(EXERCISE DATA):
((
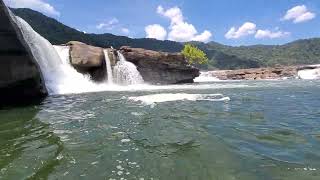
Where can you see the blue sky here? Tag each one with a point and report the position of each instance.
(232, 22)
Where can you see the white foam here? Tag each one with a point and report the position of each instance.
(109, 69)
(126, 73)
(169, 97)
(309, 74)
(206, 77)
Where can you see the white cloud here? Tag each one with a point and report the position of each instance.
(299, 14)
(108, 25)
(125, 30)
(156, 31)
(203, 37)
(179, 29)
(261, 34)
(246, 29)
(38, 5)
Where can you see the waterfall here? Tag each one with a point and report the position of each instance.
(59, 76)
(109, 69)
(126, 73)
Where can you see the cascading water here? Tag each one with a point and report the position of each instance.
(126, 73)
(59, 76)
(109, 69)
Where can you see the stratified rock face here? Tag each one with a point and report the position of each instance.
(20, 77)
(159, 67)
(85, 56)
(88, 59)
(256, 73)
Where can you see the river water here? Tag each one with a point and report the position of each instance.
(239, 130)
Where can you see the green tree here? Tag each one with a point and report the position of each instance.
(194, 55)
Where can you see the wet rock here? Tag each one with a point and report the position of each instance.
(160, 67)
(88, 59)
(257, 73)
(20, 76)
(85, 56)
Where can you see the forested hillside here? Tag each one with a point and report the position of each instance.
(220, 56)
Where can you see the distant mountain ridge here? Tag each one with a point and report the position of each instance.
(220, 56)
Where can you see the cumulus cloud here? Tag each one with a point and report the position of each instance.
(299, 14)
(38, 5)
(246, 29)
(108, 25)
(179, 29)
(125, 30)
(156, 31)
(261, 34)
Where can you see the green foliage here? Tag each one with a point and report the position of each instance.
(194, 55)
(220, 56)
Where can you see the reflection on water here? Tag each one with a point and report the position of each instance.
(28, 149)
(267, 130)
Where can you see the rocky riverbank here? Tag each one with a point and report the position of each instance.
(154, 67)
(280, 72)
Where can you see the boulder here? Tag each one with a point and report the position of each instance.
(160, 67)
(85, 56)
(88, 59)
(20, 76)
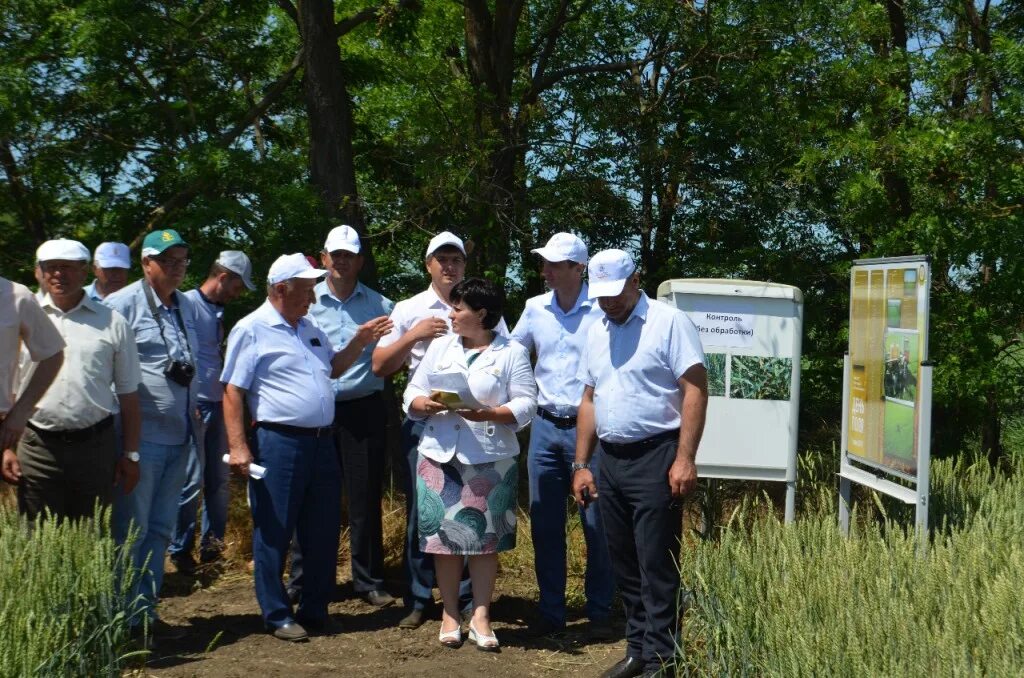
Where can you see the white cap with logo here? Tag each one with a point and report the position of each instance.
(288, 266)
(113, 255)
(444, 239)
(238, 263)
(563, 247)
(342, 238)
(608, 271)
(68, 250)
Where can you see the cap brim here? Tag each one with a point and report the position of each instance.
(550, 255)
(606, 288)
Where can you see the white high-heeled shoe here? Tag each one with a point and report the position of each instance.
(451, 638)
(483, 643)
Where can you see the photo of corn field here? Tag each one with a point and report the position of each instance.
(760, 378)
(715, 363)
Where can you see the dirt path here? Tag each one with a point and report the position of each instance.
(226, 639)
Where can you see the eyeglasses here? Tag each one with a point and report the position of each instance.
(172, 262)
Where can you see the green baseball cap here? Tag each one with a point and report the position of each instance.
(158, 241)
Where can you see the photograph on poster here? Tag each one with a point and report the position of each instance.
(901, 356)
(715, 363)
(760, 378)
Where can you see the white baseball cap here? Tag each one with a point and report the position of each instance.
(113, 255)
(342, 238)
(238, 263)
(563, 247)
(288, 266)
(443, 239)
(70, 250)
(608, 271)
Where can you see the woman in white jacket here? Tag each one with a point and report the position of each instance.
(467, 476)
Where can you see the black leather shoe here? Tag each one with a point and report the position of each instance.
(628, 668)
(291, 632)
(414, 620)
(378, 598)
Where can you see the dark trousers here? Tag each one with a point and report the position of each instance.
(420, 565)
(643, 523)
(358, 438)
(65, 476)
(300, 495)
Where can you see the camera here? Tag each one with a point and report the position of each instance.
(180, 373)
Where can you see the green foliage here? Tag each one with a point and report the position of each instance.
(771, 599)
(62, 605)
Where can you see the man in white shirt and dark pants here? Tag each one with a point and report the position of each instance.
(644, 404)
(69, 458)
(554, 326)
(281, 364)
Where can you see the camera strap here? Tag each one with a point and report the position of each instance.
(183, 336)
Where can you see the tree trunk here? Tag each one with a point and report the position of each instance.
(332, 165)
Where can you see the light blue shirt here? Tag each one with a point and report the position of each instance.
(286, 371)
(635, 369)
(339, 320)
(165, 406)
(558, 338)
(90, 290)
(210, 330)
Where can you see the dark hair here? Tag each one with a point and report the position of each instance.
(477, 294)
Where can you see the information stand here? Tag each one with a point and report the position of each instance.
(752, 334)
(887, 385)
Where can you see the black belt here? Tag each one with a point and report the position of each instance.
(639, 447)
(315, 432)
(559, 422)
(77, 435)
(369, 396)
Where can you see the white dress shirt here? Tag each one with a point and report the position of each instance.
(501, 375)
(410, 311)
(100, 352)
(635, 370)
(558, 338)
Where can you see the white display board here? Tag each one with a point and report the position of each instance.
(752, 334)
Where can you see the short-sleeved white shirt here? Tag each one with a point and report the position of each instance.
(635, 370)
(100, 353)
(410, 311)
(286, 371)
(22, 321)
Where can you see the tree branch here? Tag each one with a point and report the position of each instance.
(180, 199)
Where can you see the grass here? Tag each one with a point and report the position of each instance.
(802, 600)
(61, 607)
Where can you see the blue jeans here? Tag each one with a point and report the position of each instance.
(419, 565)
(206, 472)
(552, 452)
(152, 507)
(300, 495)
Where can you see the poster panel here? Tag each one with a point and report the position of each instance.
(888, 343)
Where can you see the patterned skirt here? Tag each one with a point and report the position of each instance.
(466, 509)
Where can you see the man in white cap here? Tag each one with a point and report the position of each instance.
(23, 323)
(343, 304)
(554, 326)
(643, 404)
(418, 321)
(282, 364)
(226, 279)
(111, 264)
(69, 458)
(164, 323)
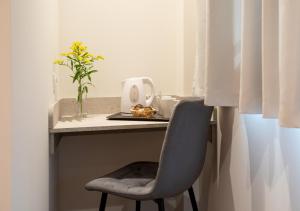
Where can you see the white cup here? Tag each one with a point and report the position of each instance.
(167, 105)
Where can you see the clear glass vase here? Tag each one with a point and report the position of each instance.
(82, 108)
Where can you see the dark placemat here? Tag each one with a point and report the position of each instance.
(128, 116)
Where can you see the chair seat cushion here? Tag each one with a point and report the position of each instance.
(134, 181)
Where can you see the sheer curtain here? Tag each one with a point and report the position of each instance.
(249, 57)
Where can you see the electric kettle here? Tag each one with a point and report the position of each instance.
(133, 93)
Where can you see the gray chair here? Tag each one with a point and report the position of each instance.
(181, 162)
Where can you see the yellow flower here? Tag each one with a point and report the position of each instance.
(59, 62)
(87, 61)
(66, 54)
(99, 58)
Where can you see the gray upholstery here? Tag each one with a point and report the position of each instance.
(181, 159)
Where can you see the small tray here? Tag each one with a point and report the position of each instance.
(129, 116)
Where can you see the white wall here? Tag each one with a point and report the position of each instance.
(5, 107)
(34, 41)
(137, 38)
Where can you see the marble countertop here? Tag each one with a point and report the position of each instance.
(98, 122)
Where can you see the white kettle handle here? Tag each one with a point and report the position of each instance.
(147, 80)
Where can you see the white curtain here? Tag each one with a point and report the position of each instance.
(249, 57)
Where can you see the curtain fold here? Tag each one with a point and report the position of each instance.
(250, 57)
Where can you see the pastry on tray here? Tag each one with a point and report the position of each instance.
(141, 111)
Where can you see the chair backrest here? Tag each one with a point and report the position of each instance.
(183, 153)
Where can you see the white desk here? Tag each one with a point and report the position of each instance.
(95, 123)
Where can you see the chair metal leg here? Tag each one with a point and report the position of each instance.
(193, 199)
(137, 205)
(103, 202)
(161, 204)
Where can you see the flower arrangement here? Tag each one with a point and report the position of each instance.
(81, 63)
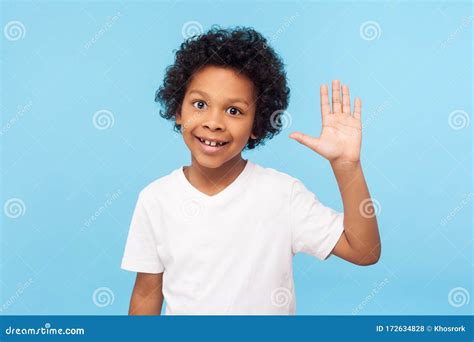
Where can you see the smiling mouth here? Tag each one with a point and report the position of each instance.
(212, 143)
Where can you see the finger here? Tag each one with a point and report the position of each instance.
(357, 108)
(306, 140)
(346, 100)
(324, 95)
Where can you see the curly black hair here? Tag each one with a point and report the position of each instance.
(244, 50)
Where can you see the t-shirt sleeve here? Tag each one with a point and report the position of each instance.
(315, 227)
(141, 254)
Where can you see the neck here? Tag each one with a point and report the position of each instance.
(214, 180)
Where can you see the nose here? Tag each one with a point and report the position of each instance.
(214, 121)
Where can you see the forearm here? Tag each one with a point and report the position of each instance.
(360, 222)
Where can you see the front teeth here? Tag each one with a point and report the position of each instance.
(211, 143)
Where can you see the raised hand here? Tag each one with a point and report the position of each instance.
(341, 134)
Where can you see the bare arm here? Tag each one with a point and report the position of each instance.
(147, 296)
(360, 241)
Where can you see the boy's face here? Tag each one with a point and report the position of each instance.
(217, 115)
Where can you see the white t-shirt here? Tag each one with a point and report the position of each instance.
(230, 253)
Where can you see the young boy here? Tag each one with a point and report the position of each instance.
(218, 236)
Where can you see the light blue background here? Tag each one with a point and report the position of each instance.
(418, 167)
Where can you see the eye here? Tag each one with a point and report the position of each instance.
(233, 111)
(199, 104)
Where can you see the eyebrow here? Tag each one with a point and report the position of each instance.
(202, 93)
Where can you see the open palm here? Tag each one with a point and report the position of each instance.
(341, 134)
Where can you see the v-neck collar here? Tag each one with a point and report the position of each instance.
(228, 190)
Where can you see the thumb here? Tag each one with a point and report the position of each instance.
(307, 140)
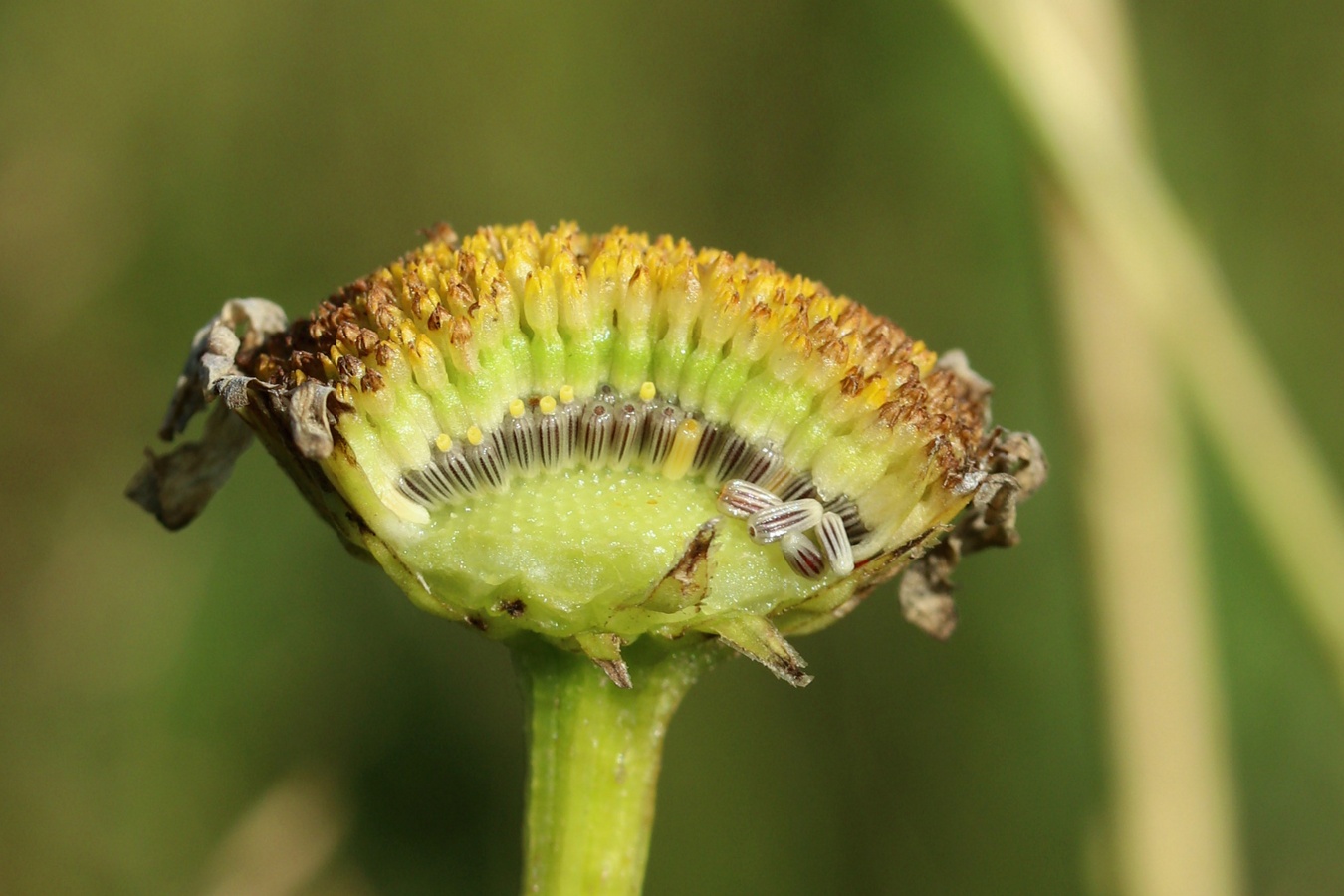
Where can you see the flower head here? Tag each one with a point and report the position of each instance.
))
(DIRECTION):
From the line containing "Where can you see the young" through the last line of the records, both included, output those lines exactly and nothing else; skip the pictures.

(SOLUTION):
Where can you see the young boy here? Tag each one with a point and report the position of each instance.
(218, 236)
Where can you see the light blue background here? Tag each one with a point and report the position of each instance.
(418, 167)
Where can you see the eye here? Tag each one with a point and report the position of each instance.
(233, 111)
(199, 104)
Where can you see the eyebrow here? Tag each one with a point and report the position of each instance.
(202, 93)
Where can you see the open palm here? Tag each one with a point and report the position of each instance.
(341, 134)
Where can you see the v-neck collar here? Tag each one with a point and report the position of each instance.
(228, 190)
Where can you see the thumb here? Tag each one with a point and report the position of each instance.
(307, 140)
Where can you see the flower head here? Tag each one with a point and report the position of each instance.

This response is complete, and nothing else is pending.